### [EXERCISE AIM]
Quote word for word the stretch from the start of the records through the line containing "(601, 1141)".

### [STORED RECORDS]

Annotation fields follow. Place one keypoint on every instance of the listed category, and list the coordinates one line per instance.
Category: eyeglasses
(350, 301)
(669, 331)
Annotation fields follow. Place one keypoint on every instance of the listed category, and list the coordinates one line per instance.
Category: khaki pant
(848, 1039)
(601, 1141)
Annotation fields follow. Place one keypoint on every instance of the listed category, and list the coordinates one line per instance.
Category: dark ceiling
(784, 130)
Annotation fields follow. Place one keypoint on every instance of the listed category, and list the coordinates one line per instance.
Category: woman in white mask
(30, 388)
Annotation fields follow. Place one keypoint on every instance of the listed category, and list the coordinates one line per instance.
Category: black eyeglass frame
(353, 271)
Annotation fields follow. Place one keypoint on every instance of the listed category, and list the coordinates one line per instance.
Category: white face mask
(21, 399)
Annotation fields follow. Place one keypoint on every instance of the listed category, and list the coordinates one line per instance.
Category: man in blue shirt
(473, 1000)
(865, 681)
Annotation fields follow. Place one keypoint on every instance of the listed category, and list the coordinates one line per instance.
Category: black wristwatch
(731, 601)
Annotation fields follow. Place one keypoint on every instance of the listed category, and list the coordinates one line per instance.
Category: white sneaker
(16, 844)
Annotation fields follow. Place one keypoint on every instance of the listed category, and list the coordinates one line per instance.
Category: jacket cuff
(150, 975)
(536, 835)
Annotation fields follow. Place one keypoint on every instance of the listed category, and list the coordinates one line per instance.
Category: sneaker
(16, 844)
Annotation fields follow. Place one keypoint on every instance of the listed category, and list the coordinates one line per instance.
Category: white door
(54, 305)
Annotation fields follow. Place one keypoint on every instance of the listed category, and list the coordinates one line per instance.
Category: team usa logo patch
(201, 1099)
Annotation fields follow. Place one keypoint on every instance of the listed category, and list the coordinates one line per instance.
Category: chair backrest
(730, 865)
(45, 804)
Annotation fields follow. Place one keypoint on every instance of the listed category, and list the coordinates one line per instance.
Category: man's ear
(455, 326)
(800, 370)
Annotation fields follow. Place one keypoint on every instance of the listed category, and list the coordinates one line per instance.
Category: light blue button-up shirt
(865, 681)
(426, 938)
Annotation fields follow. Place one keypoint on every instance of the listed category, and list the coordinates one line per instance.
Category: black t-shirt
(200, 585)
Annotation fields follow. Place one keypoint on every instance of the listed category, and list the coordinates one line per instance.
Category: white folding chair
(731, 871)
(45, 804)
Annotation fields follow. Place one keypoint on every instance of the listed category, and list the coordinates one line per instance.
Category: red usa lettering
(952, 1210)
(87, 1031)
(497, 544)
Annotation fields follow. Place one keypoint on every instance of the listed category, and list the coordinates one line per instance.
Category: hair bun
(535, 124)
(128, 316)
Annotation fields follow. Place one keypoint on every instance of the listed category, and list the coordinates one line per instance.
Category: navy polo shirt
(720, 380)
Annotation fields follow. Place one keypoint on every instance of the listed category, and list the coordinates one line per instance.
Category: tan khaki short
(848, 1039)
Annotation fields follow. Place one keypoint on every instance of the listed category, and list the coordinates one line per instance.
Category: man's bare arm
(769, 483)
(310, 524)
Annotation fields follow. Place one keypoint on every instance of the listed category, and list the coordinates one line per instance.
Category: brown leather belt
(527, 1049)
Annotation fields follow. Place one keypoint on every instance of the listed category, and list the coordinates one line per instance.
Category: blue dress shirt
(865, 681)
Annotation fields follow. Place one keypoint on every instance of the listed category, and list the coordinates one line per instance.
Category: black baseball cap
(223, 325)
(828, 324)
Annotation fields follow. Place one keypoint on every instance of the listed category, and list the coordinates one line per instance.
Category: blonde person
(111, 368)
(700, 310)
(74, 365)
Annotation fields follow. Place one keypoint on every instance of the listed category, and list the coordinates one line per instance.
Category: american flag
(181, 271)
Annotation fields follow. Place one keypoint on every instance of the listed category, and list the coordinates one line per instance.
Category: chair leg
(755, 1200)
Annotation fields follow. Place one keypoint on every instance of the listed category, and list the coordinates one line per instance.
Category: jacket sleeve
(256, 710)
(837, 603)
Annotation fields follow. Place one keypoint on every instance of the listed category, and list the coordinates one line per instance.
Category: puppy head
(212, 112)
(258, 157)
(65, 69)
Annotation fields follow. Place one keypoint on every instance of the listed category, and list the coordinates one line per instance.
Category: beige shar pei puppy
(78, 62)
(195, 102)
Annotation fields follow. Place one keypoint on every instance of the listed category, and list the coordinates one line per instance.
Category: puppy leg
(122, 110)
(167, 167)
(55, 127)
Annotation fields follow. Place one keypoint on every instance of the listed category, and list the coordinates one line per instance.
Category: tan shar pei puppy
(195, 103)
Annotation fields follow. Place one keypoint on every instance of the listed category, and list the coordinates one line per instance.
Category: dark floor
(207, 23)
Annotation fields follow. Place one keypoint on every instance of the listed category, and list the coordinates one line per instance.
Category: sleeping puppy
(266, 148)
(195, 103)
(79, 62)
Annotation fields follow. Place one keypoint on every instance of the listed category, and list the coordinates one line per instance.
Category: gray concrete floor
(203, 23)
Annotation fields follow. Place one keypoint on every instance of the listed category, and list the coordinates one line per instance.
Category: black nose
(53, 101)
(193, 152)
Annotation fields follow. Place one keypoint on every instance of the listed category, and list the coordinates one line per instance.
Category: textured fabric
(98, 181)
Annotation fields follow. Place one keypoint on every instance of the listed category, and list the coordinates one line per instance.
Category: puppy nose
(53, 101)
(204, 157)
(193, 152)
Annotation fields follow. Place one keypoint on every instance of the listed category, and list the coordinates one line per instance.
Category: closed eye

### [TASK SOLUTION]
Annotation fields follow. Place one keypoint on every instance of the listed category, and list the coordinates one line per instance.
Category: eyeglasses
(350, 301)
(669, 331)
Annotation fields follow. Place one keypoint on every instance of the listed category, and list the coordinates one line per instance.
Category: khaki pant
(848, 1039)
(601, 1141)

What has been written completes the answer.